Instructions for the task:
Report how many of the lines below contain the string "microphone", treating uppercase and lowercase as different, and give only the number.

'''

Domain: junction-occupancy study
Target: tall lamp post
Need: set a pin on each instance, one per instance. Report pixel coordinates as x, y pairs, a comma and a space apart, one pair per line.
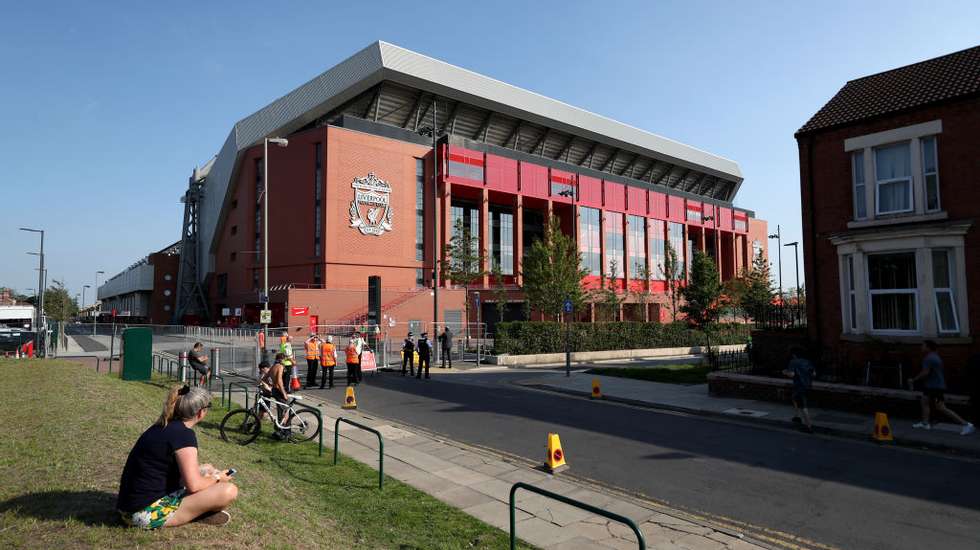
569, 194
40, 284
95, 320
778, 235
796, 255
281, 142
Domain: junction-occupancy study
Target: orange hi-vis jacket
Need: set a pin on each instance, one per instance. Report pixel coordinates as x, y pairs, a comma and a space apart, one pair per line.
327, 353
352, 357
312, 349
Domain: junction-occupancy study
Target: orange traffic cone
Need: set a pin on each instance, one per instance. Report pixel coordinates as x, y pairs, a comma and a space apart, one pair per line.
556, 457
596, 391
883, 431
349, 401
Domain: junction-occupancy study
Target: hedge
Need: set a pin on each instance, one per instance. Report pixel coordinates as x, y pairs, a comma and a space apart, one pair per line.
527, 337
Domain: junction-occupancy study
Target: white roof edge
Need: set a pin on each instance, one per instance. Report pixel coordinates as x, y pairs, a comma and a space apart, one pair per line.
418, 66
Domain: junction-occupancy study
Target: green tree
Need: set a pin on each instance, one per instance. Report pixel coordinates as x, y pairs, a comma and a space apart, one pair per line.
702, 295
462, 263
759, 291
552, 272
672, 271
58, 304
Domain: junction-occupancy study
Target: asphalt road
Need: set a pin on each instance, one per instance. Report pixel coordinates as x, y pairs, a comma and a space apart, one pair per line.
835, 492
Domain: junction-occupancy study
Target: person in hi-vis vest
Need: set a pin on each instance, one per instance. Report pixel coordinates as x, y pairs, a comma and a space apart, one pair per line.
312, 346
353, 358
328, 360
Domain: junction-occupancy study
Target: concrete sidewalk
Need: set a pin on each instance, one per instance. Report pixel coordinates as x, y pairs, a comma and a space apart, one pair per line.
695, 399
478, 482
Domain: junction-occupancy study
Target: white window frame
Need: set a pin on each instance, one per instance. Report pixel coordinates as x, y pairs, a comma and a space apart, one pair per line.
879, 182
937, 290
887, 291
860, 196
925, 182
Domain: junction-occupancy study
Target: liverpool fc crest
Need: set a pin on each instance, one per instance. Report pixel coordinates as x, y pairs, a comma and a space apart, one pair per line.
370, 211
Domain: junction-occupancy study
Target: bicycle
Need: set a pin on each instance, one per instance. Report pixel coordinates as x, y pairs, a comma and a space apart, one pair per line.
242, 426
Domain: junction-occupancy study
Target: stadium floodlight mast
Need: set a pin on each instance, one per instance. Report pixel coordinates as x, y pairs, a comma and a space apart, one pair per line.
281, 142
39, 305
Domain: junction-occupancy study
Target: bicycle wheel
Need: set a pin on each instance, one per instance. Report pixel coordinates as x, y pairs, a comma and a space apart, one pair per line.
303, 426
240, 426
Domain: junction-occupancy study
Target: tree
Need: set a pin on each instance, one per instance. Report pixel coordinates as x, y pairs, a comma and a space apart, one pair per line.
58, 304
462, 264
608, 292
673, 274
553, 272
702, 295
759, 292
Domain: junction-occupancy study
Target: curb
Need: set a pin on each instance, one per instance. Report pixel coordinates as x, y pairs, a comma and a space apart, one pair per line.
824, 430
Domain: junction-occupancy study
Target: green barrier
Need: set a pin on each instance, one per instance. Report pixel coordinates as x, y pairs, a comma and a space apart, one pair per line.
571, 502
319, 418
381, 447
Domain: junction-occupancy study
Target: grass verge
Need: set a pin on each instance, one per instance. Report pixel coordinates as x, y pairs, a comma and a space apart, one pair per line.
671, 374
66, 434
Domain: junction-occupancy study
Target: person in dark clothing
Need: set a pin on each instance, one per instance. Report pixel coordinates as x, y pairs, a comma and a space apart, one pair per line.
446, 345
801, 370
425, 353
408, 355
162, 484
198, 360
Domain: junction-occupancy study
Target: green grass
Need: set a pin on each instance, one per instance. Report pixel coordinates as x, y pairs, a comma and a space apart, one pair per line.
65, 435
670, 374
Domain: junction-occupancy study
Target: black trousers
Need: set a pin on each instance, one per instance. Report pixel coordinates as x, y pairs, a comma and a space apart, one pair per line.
327, 371
311, 367
423, 363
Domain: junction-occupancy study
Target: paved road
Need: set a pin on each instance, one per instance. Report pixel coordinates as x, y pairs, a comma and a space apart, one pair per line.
840, 493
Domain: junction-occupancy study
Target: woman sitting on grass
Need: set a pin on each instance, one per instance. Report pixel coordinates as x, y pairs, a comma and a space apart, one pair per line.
162, 483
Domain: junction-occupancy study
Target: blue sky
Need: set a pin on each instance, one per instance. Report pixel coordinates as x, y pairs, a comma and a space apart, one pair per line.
105, 108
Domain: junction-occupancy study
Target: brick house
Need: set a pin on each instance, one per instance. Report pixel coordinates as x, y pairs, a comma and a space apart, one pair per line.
890, 187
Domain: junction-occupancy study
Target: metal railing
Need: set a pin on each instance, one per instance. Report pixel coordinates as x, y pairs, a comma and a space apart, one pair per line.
571, 502
381, 446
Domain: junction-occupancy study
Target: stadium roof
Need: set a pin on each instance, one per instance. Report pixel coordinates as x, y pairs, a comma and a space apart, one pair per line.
393, 86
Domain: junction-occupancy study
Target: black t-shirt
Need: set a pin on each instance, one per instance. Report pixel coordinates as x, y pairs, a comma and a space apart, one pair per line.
151, 470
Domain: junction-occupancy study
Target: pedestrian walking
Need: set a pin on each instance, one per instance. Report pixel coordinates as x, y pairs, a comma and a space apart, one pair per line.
801, 370
446, 346
328, 360
424, 348
312, 346
198, 360
408, 354
353, 357
934, 390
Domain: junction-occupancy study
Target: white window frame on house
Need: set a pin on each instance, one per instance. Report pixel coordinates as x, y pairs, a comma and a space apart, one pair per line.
908, 180
914, 292
864, 148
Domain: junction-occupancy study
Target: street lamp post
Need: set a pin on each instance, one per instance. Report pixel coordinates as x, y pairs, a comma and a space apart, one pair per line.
778, 235
796, 255
281, 142
569, 194
95, 320
40, 284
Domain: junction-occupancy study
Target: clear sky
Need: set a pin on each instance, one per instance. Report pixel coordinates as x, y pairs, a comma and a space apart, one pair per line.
106, 107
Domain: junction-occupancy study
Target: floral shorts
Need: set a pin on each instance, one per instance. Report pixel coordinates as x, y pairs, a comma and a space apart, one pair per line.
156, 514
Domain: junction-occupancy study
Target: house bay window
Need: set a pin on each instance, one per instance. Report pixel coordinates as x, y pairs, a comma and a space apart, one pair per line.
893, 179
893, 292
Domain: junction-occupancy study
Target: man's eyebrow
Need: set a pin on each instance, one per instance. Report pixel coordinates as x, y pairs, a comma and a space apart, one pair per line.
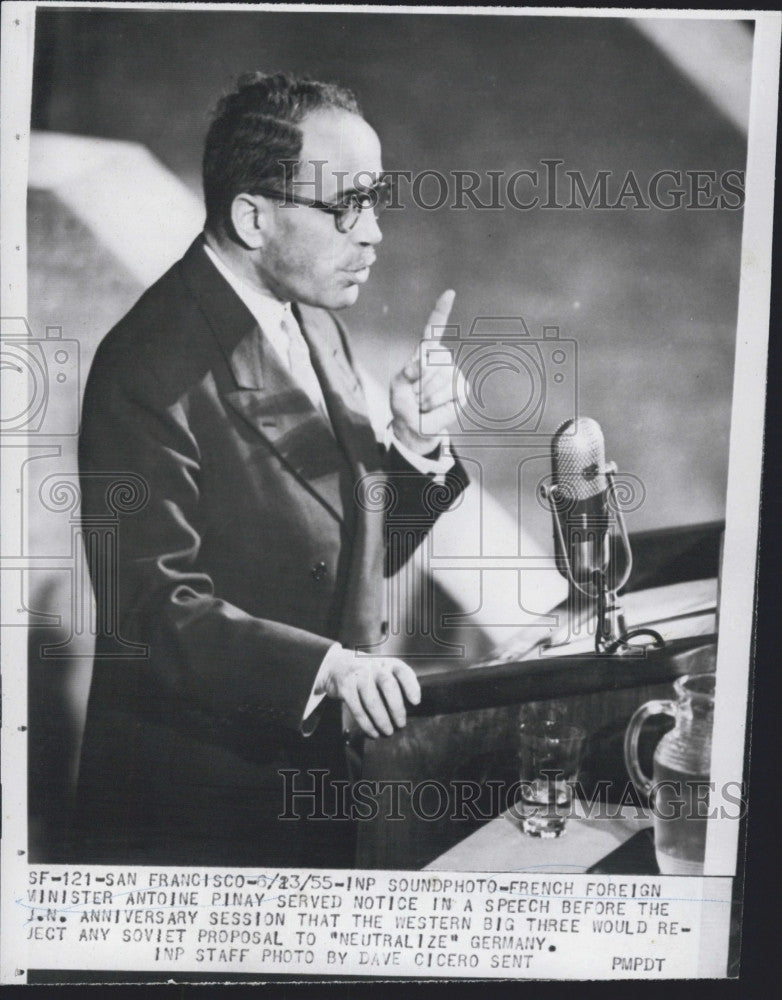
363, 189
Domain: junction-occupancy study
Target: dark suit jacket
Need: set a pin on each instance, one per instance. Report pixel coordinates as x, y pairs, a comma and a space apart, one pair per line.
246, 557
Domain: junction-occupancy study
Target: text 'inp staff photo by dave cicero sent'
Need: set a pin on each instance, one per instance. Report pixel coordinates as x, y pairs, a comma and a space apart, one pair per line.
382, 423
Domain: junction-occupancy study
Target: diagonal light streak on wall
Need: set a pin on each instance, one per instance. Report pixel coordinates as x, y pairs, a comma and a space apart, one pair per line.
716, 56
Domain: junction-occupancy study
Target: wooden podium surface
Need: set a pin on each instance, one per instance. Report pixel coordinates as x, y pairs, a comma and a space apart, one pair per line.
465, 728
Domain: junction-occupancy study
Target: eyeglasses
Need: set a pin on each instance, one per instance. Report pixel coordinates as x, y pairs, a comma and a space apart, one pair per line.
347, 210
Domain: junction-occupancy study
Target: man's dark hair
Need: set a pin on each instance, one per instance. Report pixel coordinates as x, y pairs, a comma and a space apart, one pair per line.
256, 127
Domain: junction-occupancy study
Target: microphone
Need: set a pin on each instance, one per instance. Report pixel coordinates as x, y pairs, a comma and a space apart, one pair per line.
581, 493
585, 512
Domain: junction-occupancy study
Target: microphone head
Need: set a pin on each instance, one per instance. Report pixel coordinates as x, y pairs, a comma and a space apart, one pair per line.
578, 459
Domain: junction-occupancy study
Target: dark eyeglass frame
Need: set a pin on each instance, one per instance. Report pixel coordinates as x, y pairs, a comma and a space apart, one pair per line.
377, 197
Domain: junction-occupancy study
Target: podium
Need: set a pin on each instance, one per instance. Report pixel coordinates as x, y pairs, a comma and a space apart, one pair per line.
464, 730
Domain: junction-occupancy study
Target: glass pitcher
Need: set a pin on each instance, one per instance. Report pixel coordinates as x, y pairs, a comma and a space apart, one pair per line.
679, 788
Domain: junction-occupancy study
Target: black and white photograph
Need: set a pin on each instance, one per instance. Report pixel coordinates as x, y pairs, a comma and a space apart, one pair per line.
382, 423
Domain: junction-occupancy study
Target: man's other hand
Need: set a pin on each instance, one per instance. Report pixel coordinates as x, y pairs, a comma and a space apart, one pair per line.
374, 688
422, 396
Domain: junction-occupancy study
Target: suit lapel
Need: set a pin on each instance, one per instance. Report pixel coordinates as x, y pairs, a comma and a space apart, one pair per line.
263, 393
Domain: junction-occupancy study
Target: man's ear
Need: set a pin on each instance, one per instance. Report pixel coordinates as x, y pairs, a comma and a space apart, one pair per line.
250, 215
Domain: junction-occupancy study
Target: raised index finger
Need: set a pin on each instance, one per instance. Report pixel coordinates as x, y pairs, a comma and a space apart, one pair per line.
439, 315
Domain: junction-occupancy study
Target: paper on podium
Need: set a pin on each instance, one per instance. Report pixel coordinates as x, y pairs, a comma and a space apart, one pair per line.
676, 611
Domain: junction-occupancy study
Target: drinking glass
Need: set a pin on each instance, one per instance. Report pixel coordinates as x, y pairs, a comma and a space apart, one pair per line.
550, 748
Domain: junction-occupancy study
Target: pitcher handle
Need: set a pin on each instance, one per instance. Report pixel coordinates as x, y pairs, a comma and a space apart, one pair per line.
640, 780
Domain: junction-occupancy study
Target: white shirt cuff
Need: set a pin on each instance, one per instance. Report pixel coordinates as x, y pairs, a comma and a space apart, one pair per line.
434, 466
318, 692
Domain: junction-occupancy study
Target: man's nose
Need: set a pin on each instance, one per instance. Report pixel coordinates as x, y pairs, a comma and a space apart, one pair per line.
367, 230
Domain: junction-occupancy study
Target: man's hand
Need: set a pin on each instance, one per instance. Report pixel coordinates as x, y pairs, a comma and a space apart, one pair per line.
425, 391
374, 689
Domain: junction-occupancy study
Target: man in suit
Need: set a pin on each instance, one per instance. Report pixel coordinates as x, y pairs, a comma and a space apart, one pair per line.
248, 577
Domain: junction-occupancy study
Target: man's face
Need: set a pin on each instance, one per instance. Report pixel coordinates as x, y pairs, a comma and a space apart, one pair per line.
304, 257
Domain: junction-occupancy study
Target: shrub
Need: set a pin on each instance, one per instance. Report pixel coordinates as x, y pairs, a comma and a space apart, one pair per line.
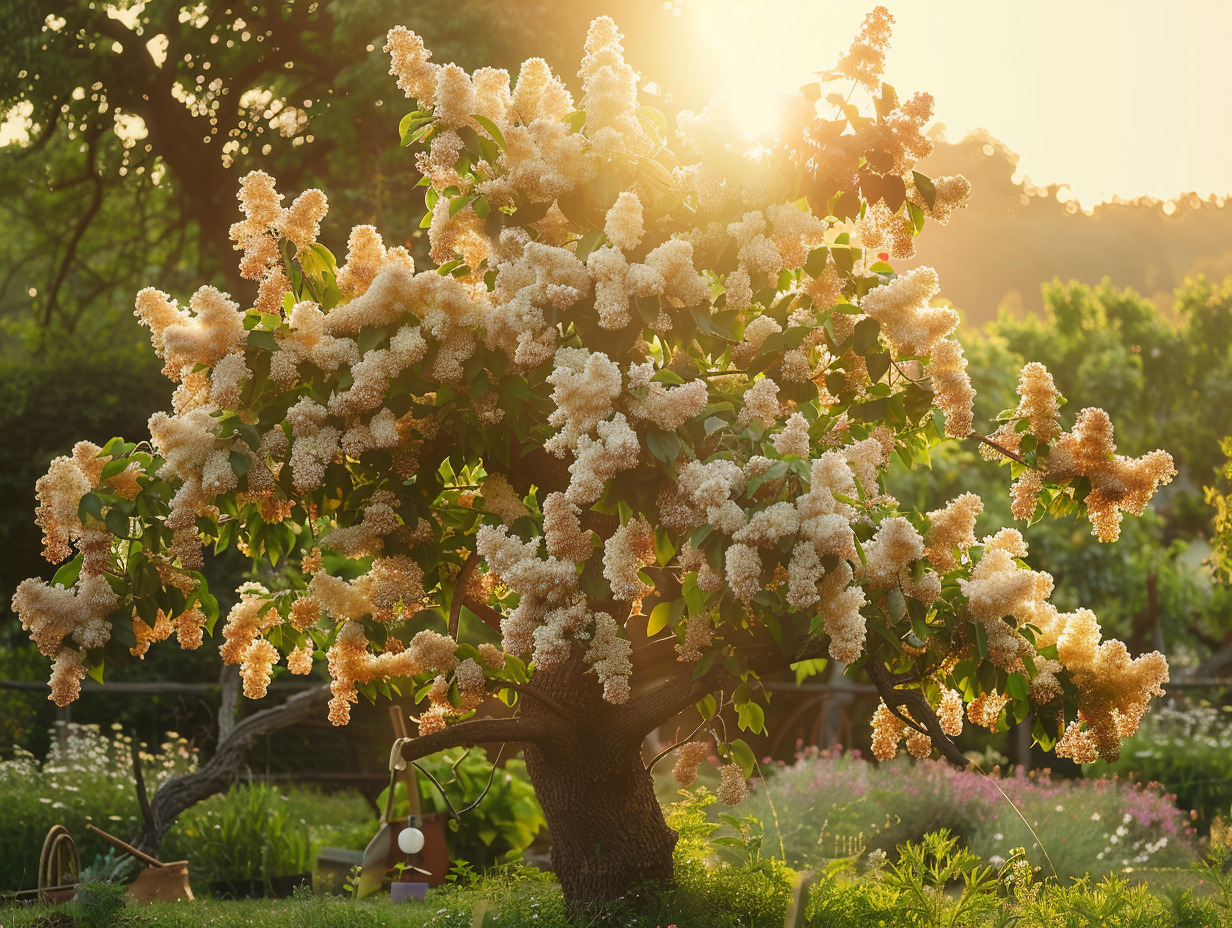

'''

Output for this exercise:
2